• _EXERCISE_: Nothing but an exact copy is wanted: the line with "Task: Where can the black" and each line after it in the data below, last line included.

• _DATA PROVIDED_:

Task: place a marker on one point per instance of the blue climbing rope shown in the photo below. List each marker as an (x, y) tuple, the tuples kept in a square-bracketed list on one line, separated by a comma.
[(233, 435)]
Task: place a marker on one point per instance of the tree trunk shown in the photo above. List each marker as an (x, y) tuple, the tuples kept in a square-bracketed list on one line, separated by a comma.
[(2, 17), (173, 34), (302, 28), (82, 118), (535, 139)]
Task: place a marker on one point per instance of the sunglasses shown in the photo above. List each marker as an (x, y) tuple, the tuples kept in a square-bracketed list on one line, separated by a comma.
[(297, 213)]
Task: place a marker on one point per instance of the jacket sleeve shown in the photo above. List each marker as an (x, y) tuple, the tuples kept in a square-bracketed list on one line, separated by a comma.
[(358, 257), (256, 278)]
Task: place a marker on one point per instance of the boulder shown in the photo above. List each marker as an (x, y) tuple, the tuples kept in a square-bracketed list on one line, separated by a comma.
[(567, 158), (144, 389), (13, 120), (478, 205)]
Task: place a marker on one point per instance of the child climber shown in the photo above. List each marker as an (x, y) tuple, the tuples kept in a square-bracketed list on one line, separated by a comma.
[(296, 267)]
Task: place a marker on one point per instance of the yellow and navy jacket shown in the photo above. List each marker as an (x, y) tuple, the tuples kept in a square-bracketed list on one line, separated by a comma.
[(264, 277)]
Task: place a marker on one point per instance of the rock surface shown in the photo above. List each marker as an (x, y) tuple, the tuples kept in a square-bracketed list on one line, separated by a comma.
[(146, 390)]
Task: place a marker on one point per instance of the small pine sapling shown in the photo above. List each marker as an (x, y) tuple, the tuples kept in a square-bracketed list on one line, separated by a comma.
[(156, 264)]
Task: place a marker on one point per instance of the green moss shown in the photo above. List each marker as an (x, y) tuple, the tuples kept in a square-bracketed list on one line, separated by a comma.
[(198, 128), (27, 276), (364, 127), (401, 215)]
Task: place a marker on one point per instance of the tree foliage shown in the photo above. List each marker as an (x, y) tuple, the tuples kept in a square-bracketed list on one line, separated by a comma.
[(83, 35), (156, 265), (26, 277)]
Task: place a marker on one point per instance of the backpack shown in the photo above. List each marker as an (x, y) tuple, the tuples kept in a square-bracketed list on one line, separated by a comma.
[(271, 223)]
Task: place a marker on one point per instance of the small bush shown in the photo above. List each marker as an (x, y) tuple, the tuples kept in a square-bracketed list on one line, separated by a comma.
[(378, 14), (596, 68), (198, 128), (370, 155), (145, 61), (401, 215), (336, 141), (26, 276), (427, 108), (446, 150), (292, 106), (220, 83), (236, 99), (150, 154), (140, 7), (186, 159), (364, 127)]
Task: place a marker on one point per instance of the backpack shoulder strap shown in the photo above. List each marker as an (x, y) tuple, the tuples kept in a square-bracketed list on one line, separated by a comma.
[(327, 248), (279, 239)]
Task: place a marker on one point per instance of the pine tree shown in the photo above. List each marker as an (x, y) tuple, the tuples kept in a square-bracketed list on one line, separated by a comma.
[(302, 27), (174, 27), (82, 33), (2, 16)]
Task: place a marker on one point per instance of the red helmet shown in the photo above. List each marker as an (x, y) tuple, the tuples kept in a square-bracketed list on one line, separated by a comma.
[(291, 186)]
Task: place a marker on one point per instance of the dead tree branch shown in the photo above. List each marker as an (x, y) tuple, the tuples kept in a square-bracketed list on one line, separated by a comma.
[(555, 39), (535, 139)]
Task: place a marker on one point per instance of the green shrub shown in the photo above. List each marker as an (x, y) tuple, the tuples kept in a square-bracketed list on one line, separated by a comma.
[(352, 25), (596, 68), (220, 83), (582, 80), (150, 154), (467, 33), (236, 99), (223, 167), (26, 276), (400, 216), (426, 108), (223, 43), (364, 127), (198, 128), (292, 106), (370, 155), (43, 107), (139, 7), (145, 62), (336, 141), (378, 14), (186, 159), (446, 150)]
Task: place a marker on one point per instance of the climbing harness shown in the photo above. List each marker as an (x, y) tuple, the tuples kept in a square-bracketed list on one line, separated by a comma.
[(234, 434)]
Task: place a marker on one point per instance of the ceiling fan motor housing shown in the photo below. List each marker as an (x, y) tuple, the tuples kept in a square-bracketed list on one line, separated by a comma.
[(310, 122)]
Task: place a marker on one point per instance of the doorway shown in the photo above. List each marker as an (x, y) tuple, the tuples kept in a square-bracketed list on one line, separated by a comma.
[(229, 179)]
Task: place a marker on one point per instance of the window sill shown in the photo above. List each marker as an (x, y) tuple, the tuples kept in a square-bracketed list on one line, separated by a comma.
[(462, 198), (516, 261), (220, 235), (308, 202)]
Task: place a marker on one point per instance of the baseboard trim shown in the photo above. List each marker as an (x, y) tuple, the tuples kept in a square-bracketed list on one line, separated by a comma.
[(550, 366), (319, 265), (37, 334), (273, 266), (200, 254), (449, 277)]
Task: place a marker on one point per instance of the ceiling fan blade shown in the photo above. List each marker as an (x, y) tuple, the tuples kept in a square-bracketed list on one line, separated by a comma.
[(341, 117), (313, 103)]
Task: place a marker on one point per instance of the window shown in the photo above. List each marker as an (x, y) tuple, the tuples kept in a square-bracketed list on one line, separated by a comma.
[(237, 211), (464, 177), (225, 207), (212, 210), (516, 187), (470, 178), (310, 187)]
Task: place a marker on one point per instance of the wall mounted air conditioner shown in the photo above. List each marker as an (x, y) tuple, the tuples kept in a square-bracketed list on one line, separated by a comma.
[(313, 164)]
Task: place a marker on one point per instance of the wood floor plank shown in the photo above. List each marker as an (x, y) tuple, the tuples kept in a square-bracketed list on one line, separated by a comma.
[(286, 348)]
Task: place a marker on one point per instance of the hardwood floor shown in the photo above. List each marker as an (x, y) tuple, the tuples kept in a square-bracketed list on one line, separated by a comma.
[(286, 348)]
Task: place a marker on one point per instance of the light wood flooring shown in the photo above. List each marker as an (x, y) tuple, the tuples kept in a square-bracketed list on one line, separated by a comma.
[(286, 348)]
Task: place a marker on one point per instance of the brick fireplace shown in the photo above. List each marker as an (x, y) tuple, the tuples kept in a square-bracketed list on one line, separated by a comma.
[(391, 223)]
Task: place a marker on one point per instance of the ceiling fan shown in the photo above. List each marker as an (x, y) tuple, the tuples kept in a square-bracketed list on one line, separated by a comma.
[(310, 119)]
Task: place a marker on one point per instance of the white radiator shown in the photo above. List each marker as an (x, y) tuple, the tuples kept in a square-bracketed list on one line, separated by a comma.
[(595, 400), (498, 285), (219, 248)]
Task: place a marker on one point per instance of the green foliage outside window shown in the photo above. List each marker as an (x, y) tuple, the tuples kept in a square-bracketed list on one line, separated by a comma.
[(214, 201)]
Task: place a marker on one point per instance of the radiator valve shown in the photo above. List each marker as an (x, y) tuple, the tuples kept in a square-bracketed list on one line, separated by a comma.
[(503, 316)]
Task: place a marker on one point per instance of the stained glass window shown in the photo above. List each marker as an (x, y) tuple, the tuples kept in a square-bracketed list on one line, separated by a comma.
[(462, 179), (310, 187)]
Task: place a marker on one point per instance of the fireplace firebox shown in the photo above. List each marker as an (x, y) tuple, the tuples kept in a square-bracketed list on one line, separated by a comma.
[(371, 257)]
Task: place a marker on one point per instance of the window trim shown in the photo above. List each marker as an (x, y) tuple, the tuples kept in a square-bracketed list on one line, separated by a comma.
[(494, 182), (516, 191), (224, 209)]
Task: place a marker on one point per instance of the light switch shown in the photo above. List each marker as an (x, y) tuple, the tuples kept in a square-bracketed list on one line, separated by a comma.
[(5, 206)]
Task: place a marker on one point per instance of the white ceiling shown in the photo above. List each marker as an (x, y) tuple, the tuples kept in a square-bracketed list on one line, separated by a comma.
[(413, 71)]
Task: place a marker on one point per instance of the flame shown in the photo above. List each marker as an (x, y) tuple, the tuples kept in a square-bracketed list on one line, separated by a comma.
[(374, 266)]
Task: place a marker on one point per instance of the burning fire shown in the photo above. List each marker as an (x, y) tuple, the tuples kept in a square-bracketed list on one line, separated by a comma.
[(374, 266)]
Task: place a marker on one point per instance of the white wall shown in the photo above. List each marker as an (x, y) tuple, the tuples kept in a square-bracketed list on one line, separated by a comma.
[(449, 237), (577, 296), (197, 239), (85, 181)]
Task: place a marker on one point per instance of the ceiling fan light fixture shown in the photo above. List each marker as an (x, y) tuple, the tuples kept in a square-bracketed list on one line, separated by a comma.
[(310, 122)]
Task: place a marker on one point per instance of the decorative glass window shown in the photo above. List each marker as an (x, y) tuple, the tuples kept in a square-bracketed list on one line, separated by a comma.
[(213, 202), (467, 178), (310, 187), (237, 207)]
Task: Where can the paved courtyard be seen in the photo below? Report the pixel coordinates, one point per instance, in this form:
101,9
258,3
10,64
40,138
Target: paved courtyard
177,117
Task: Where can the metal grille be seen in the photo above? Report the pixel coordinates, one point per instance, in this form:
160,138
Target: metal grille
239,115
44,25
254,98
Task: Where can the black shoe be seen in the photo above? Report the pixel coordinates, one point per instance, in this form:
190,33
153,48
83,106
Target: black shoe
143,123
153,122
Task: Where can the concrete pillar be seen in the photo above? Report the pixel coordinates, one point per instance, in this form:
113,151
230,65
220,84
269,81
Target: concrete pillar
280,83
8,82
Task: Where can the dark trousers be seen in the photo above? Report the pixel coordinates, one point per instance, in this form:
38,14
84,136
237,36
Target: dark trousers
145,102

• _RESPONSE BELOW_:
Task: Where can the black shoe be seen in the photo above? Report the pixel coordinates, one point per instance, in this form:
190,33
153,48
83,106
Target: black shoe
143,123
153,122
Task: Where can the concrete pillar be seen in the photo above? Report the pixel coordinates, one point per instance, in this form:
113,151
230,65
220,84
269,81
Target: concrete pillar
280,83
8,82
Task: Where can the dark trousers be seen in the photo above? Report the pixel coordinates, one point per instance, in this form:
38,14
84,136
237,36
Target: dark trousers
145,102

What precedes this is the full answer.